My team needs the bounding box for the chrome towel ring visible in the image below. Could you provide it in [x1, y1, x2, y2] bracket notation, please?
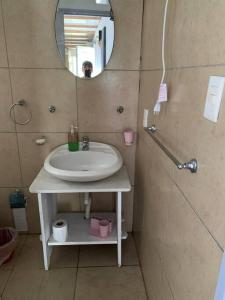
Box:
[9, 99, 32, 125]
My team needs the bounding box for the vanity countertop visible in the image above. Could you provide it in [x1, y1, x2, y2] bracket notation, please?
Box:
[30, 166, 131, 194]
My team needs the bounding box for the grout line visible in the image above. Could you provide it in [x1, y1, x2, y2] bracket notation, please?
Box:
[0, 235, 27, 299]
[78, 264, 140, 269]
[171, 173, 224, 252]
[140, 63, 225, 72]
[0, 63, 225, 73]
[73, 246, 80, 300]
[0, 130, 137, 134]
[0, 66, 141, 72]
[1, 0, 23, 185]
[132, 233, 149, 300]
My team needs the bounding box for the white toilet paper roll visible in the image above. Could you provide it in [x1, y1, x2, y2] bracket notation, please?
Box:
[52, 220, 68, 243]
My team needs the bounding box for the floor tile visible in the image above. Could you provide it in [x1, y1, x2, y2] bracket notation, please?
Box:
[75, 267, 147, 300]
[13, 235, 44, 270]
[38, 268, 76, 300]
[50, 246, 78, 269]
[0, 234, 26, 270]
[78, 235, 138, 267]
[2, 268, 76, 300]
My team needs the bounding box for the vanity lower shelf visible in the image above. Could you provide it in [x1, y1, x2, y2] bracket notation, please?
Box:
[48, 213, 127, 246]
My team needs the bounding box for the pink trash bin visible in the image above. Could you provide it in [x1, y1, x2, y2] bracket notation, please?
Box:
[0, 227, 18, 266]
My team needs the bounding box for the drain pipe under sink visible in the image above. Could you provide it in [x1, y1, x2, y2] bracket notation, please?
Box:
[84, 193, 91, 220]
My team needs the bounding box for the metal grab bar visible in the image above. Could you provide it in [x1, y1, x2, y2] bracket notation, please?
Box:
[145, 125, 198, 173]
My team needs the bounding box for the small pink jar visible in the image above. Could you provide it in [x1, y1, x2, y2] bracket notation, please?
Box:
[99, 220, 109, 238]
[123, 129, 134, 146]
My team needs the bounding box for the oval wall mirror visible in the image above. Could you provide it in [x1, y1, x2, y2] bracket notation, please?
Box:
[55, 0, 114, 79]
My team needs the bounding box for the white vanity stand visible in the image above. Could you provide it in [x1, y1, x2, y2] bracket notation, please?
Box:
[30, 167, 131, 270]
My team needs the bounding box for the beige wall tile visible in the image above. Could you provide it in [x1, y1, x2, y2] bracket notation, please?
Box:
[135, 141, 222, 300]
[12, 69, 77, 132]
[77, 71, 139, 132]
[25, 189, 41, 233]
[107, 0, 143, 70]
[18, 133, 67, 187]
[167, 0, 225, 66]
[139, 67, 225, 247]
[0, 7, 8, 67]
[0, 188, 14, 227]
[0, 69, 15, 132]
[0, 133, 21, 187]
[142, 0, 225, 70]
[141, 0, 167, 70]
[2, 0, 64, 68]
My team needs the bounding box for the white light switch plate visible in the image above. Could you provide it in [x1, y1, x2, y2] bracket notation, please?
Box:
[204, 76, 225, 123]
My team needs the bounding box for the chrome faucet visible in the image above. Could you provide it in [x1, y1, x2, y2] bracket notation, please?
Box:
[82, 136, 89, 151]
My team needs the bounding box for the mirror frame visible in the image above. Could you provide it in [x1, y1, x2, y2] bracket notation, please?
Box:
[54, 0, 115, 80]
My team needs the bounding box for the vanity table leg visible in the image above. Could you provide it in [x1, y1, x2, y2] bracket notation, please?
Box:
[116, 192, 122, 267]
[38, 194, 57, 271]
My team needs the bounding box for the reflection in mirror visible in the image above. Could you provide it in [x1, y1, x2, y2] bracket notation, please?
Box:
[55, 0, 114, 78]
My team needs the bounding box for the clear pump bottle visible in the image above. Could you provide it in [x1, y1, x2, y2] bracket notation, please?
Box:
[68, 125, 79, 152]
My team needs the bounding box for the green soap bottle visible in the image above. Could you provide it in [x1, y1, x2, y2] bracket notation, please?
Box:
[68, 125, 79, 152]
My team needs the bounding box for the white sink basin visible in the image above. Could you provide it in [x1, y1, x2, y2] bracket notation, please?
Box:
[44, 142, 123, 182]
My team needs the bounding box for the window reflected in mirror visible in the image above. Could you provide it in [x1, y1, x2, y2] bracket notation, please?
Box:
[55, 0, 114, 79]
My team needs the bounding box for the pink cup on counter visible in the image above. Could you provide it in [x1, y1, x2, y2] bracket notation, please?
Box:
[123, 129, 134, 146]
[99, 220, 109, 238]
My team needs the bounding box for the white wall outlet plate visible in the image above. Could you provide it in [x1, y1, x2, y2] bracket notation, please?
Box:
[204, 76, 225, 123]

◆ ◆ ◆ ◆ ◆ ◆ ◆

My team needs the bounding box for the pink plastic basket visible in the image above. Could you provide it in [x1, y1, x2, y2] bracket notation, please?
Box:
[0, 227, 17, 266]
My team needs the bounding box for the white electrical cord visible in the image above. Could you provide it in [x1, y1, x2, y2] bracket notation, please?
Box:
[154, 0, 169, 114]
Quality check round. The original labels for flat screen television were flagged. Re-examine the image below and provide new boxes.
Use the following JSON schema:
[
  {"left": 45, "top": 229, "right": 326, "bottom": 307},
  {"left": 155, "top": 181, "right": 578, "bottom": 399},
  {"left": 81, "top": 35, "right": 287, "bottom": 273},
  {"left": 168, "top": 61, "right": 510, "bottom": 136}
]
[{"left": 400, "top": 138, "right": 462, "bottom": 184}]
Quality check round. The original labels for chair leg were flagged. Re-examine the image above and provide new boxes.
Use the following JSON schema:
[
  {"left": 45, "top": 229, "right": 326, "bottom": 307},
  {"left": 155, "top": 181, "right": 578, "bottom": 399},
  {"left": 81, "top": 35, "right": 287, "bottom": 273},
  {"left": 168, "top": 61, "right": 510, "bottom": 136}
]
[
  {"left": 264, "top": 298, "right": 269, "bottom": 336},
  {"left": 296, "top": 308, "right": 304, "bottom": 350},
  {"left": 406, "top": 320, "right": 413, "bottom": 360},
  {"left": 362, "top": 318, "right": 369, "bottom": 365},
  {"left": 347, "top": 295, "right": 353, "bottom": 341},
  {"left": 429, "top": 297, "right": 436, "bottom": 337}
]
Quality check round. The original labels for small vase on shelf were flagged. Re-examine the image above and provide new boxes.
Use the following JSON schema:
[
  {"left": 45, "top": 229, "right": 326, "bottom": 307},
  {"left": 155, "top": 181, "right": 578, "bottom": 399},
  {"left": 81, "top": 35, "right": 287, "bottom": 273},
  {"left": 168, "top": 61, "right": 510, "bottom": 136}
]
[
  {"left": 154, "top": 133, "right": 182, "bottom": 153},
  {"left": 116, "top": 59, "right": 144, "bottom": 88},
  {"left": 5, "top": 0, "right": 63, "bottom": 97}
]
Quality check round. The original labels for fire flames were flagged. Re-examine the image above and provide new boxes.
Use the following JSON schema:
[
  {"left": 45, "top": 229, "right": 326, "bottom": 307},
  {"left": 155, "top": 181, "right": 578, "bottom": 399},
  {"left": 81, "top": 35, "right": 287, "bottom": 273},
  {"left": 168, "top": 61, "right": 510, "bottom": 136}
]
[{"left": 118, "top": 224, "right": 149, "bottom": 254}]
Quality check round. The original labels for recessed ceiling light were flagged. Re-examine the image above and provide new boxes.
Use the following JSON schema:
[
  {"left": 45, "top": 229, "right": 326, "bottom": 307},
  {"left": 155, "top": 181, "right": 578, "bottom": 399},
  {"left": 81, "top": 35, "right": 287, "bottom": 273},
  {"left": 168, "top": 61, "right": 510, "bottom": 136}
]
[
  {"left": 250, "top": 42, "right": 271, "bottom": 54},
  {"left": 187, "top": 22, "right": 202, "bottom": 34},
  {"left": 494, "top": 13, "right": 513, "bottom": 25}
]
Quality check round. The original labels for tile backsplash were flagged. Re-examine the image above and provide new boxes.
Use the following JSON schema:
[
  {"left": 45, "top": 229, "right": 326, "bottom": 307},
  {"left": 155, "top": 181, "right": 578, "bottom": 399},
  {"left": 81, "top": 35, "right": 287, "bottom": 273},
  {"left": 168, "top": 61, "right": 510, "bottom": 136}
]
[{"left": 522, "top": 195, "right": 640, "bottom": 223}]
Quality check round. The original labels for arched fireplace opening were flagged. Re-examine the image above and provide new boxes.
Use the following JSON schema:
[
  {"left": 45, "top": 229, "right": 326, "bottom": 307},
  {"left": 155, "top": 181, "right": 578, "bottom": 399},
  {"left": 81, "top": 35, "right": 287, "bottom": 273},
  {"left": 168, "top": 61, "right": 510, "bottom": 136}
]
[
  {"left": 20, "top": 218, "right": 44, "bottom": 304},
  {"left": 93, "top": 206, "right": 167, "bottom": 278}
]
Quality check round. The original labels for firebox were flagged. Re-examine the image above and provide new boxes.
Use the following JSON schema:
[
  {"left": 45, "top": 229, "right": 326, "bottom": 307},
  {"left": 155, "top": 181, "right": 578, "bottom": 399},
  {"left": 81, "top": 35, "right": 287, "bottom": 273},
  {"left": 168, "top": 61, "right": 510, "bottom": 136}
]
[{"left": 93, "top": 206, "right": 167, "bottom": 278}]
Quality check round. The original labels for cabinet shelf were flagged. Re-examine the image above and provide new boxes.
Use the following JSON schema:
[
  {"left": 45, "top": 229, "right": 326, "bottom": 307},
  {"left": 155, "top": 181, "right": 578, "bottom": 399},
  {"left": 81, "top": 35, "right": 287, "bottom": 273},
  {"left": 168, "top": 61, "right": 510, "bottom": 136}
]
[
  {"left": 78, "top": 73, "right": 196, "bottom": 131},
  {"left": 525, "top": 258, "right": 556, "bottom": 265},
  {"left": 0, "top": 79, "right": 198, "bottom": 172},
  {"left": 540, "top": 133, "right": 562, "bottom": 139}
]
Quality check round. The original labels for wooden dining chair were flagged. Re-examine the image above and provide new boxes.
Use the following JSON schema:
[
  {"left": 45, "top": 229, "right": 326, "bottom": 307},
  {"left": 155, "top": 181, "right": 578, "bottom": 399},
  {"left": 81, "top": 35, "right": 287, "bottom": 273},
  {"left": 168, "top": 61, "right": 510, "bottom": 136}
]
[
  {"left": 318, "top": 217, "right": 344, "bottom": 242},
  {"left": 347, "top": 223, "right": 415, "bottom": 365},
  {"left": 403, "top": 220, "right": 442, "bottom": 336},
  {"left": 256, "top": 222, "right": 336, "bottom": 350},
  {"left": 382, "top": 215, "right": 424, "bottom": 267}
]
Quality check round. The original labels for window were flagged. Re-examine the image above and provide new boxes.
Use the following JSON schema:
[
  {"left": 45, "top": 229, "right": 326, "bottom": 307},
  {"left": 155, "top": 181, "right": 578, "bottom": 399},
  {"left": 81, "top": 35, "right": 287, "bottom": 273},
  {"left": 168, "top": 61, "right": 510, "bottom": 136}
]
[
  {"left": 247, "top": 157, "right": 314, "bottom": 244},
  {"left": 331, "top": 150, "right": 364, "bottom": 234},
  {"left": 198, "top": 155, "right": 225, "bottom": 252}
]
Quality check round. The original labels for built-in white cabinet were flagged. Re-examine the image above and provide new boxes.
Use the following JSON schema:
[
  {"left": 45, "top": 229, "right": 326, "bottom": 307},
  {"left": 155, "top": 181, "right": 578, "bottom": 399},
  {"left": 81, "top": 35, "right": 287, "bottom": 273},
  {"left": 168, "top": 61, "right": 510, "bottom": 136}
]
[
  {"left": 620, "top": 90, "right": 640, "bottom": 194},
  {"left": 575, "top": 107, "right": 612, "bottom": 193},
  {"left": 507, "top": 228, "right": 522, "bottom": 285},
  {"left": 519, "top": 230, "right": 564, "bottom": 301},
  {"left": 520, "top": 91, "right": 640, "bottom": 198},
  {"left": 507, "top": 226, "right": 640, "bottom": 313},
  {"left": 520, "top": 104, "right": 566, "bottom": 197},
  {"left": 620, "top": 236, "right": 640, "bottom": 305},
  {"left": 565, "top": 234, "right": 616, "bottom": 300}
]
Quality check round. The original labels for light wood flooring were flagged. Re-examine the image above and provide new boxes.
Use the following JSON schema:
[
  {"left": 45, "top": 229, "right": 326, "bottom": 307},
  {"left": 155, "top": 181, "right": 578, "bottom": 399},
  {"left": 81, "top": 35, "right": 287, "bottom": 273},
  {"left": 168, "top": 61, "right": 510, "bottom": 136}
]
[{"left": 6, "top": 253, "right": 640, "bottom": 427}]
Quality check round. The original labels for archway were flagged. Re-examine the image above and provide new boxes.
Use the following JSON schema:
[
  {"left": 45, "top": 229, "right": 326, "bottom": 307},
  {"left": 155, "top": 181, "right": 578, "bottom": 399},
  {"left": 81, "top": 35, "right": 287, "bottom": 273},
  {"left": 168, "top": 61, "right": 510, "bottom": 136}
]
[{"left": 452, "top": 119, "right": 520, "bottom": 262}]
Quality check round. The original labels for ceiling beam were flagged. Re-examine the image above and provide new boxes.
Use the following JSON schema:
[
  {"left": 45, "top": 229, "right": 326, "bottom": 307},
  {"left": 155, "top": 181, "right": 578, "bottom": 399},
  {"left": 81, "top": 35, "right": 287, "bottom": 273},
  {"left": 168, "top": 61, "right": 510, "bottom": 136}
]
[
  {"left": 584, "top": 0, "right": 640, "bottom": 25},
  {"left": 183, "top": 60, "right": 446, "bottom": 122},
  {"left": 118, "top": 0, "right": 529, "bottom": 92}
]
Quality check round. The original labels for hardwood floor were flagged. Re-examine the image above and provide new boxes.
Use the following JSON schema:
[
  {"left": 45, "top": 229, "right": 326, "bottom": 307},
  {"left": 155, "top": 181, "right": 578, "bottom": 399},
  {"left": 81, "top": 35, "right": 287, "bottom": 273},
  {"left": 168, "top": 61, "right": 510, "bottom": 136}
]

◆ ◆ ◆ ◆ ◆ ◆ ◆

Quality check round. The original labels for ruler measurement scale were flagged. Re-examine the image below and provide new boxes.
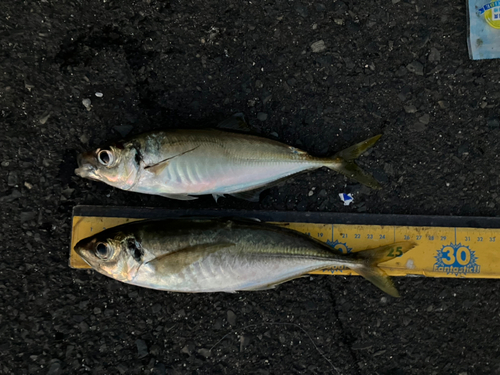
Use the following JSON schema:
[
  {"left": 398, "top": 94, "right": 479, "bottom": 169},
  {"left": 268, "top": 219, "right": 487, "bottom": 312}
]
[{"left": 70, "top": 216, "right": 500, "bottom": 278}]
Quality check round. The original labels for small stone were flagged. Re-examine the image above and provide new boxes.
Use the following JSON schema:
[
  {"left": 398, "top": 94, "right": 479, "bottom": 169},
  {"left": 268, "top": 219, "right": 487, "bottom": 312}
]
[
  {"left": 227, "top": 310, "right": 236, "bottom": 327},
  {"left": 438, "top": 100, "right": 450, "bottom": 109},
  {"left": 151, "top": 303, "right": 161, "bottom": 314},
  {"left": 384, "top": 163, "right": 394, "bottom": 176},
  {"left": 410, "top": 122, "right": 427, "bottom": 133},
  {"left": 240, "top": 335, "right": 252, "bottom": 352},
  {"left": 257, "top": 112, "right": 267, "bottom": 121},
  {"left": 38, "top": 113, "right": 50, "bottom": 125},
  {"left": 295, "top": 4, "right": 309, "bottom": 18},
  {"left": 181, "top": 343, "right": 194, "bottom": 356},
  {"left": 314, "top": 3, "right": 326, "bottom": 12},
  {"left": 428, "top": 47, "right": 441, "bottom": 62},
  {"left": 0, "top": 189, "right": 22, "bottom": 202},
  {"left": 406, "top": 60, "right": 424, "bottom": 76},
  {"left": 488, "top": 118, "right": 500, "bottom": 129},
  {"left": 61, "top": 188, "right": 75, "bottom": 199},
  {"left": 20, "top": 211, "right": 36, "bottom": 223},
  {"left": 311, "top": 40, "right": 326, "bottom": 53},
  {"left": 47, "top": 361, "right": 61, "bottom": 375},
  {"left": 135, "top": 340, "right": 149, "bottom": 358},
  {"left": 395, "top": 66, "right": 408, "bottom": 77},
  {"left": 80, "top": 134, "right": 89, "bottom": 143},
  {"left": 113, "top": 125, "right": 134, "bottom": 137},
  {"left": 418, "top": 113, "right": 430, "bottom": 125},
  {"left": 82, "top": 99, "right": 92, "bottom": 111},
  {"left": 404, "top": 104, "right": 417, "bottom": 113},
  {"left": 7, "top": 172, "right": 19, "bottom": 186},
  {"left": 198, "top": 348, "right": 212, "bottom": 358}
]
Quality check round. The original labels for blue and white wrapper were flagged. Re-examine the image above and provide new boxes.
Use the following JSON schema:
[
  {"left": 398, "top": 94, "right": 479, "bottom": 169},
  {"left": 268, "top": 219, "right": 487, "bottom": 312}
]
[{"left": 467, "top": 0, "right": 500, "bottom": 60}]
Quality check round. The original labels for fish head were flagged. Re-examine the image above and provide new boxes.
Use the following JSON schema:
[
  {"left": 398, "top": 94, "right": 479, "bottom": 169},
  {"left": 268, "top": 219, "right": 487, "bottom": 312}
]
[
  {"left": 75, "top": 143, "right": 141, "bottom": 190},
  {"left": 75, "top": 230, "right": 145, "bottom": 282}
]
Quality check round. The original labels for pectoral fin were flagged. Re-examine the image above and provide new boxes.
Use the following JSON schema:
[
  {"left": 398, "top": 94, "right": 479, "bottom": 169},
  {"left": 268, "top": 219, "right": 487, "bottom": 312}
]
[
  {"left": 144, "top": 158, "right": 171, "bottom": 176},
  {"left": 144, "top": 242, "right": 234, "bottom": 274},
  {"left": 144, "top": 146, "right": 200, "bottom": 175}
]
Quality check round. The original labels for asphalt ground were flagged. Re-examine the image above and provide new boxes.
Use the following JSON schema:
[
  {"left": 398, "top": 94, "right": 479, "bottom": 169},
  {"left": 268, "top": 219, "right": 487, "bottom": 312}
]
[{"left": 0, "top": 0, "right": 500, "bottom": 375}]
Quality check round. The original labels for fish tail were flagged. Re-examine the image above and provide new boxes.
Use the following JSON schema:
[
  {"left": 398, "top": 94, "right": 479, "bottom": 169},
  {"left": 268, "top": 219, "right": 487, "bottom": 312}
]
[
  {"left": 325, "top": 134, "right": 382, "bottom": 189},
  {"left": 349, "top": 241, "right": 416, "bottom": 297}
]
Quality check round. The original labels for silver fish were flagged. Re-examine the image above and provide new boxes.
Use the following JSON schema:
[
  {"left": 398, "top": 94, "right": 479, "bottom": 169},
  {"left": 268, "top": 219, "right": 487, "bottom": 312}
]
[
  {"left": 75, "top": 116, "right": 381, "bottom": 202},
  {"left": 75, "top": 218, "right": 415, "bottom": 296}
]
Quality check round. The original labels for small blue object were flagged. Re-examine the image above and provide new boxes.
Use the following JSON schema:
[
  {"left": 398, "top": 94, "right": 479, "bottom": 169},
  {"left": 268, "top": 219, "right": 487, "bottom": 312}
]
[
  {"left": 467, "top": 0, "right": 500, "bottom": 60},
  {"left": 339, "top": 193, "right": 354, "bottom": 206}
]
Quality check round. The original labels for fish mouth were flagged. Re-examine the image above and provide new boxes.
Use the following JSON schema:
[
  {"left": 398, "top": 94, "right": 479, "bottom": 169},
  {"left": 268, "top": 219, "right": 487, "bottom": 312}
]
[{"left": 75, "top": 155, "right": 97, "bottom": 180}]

◆ ◆ ◆ ◆ ◆ ◆ ◆

** Set problem **
Pull every line from the records above that contains the word "bottle" and copy each one unchanged.

** Answer to this problem **
My team needs the bounding box for the clear pump bottle visible in the image above. Could you provide it in [x1, y1, x2, y2] bracket notation, please?
My team needs the bounding box for the green soap bottle visible in the image above. Could you provide it in [x1, y1, x2, y2] bracket notation, please?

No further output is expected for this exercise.